(Entries taken from a collection)
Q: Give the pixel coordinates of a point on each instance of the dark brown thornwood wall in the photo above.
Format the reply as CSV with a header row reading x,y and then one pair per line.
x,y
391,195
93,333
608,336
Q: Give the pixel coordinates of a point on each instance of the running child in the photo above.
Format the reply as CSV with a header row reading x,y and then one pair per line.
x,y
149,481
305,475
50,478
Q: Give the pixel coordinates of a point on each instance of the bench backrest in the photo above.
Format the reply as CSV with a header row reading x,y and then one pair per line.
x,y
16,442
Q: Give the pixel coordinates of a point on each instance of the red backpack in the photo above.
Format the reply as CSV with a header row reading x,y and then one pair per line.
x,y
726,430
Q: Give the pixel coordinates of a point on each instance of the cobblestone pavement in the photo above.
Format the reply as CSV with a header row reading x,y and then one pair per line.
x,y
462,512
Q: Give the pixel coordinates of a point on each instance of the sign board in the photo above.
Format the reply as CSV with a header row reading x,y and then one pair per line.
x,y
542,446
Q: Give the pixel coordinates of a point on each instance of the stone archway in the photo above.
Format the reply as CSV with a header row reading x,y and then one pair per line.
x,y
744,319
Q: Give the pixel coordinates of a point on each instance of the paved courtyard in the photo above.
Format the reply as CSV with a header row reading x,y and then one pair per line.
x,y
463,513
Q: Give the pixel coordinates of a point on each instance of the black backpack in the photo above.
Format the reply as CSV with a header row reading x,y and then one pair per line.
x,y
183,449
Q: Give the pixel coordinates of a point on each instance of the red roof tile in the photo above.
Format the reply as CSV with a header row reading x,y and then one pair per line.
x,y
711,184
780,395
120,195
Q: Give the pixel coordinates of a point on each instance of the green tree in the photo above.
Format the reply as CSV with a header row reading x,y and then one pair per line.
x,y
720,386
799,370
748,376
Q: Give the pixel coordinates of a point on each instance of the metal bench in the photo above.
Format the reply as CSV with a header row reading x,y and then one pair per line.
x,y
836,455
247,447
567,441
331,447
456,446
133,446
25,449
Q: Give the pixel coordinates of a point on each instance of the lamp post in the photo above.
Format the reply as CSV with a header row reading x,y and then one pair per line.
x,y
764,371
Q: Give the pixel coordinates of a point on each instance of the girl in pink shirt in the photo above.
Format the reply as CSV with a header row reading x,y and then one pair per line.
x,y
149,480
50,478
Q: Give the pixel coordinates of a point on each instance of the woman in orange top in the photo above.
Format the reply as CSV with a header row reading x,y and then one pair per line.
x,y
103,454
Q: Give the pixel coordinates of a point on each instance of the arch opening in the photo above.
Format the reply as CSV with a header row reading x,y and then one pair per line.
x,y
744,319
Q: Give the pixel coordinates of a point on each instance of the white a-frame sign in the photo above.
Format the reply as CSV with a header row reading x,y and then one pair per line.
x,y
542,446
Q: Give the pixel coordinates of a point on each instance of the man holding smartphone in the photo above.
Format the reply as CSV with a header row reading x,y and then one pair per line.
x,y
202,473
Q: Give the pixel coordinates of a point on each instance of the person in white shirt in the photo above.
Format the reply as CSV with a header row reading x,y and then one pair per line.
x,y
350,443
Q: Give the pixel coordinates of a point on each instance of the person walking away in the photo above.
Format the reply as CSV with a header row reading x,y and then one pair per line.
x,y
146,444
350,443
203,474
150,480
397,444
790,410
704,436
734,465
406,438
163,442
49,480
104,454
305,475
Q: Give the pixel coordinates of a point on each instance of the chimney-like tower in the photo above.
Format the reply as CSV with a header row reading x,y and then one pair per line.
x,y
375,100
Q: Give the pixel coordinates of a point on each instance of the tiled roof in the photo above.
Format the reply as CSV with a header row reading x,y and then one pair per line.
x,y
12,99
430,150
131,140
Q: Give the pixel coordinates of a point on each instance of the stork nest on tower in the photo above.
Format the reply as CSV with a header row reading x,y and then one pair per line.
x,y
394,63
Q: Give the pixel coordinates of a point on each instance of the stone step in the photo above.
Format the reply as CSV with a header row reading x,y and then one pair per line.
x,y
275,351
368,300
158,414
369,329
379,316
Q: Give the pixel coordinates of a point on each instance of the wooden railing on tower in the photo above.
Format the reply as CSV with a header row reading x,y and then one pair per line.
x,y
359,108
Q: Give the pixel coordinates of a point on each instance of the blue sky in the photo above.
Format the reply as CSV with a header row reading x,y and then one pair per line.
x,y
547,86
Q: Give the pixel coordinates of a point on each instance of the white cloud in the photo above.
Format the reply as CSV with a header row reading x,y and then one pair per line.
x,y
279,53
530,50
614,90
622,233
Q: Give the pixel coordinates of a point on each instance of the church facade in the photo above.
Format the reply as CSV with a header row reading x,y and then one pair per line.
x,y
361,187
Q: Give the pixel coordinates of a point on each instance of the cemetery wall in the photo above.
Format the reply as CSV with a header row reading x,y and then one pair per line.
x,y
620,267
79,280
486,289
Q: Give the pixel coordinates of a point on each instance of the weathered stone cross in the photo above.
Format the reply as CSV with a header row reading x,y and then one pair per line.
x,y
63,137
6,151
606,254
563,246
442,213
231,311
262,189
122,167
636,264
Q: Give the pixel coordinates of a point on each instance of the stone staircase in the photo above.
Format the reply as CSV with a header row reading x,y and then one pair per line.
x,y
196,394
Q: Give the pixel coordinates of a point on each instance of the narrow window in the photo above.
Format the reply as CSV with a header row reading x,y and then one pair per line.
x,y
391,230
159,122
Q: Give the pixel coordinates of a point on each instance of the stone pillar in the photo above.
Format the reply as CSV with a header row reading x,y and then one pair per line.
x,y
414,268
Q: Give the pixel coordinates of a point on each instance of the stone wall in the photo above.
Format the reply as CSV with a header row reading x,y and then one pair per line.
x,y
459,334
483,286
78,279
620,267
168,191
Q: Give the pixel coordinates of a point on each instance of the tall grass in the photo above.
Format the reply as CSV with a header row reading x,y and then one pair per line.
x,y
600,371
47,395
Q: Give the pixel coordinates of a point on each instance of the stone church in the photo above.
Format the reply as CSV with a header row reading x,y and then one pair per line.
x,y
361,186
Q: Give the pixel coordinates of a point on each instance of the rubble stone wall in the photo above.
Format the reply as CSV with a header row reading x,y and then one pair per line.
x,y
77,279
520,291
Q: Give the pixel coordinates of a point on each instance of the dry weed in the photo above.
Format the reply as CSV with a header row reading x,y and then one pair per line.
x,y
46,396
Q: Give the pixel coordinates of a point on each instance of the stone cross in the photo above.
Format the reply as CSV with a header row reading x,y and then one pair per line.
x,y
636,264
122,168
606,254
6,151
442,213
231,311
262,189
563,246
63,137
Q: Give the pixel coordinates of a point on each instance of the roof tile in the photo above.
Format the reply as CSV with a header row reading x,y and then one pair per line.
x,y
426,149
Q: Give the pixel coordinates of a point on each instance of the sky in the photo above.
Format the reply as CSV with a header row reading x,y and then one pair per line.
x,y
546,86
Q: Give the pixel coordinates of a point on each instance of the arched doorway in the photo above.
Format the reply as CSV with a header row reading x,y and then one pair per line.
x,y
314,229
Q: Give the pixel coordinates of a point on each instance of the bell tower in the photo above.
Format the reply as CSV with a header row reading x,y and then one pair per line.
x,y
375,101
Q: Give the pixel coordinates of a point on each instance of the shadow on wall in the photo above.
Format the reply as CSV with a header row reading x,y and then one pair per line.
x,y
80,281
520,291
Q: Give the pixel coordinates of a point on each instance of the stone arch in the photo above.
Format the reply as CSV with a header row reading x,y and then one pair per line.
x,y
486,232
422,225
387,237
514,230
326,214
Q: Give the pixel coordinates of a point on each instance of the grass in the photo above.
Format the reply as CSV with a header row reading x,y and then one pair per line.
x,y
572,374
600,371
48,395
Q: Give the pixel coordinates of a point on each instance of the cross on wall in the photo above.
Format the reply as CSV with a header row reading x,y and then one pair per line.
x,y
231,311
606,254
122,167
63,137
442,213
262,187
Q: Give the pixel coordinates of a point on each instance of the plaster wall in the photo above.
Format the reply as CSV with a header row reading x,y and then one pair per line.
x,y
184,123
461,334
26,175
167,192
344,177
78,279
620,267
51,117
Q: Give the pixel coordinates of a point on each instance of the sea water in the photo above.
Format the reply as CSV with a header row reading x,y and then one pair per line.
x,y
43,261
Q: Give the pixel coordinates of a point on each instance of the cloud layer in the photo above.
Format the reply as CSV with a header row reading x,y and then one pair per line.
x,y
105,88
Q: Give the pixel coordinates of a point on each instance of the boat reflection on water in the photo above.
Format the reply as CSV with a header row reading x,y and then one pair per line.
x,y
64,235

## AIM OF THE EXERCISE
Rewrite every line of the data from the line containing "doorway in the photo above." through the end of the data, adding -144 to each x and y coordinate in the answers.

## THE SOLUTION
Q: Give the pixel coordinates of a point on each instance of the arched doorway in the photo above.
Format the reply as CSV with a header row reading x,y and then one pair per line.
x,y
170,85
Q: Give the pixel coordinates of a point on each instance of the bell tower in the photo above.
Format the reply as CSV with a header row reading x,y and then one pair per line.
x,y
231,-43
Q: Give the pixel coordinates of a point on each instance of the shadow on wall in the photo above.
Format the reply as CSV with a header row reading x,y and then one pair per line.
x,y
-64,137
376,147
Q: Give the pixel coordinates of a point on each instance of the stone arch in the photo above.
Format the reply as CSV with a header row reading x,y and then one pair per line.
x,y
342,88
278,81
243,93
370,86
182,70
Q: Give the pixel coordinates of a point on each instance of the grass in the photo above.
Format the reply as CSV with a header row reading x,y and then one pair per line.
x,y
428,230
456,227
-96,251
Q: Give the pixel coordinates of a point on each instance of the cross on wall in the photo above.
Format the reply as CSV with a header row reading x,y and then one pair per line.
x,y
87,167
462,110
-22,23
-81,-7
298,69
118,43
Q: Give the pixel coordinates of a point on each instance of the plaster wall in the photo above.
Format the reply as CSV with a header row reading x,y and then one pair per line.
x,y
40,-21
317,190
-118,31
23,48
200,33
-66,135
476,123
-93,-27
Q: Give the pixel coordinates of a point on each instance of the sea water in the photo above.
Format the reply as CSV with a header row reading x,y and then one pair per line.
x,y
-101,117
Q: Give the pixel coordinates of a point on each instance of the cloud layer in the photo above.
Format the reply as CSV with a header row reading x,y and then one pair per line.
x,y
-39,-56
Q: Give the pixel coordinates of a point on each instance of the boat reflection on water in the photo above.
Format the reply as CSV with a header row reading x,y and then one pair per line.
x,y
-80,91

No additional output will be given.